• _What you have to do_:
Copy out, exactly as given, every line from the line with "of the distant" to the end of the listing, both of those lines included.

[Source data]
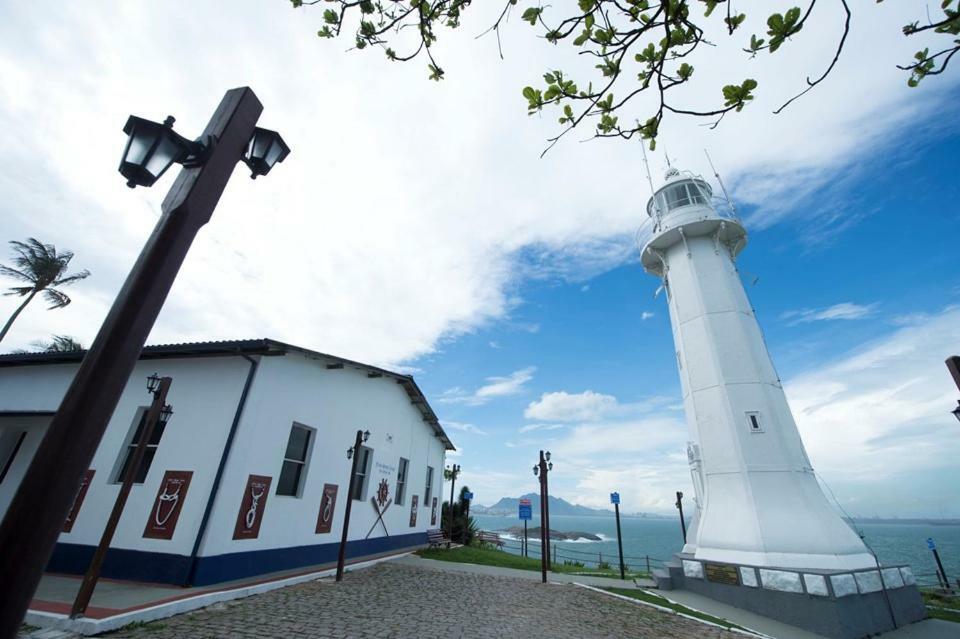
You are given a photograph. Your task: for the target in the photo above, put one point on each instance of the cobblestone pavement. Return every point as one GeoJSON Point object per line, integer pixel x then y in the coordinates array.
{"type": "Point", "coordinates": [391, 600]}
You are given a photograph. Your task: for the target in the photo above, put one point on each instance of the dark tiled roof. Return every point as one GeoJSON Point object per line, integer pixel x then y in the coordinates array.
{"type": "Point", "coordinates": [266, 347]}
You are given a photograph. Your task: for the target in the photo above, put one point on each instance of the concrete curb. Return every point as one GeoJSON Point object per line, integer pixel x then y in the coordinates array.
{"type": "Point", "coordinates": [86, 626]}
{"type": "Point", "coordinates": [746, 631]}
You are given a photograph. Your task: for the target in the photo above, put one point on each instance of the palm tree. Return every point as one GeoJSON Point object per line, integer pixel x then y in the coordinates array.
{"type": "Point", "coordinates": [40, 266]}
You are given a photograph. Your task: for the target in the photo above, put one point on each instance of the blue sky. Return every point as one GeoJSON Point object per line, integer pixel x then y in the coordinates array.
{"type": "Point", "coordinates": [869, 255]}
{"type": "Point", "coordinates": [416, 226]}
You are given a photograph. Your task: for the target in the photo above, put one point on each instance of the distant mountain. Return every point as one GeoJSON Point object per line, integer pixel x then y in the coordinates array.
{"type": "Point", "coordinates": [508, 506]}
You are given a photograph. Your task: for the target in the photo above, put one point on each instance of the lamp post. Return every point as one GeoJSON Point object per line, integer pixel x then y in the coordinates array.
{"type": "Point", "coordinates": [953, 365]}
{"type": "Point", "coordinates": [683, 524]}
{"type": "Point", "coordinates": [453, 471]}
{"type": "Point", "coordinates": [36, 513]}
{"type": "Point", "coordinates": [541, 470]}
{"type": "Point", "coordinates": [158, 413]}
{"type": "Point", "coordinates": [352, 453]}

• _Output of the task_:
You are given a photograph. Your task: for the target in the photo above, put one point on each instance of the distant mountain. Return every point as one GeoJSON Point object per line, integer pixel x then y in the coordinates array.
{"type": "Point", "coordinates": [508, 506]}
You are given a photograph. Your task: for the target in the photo above, put one point on each instance of the lamp post. Return every point as one GeoJSON Point object per line, integer pixel x then y in the coordinates array.
{"type": "Point", "coordinates": [953, 365]}
{"type": "Point", "coordinates": [683, 524]}
{"type": "Point", "coordinates": [453, 471]}
{"type": "Point", "coordinates": [36, 513]}
{"type": "Point", "coordinates": [541, 470]}
{"type": "Point", "coordinates": [158, 413]}
{"type": "Point", "coordinates": [352, 453]}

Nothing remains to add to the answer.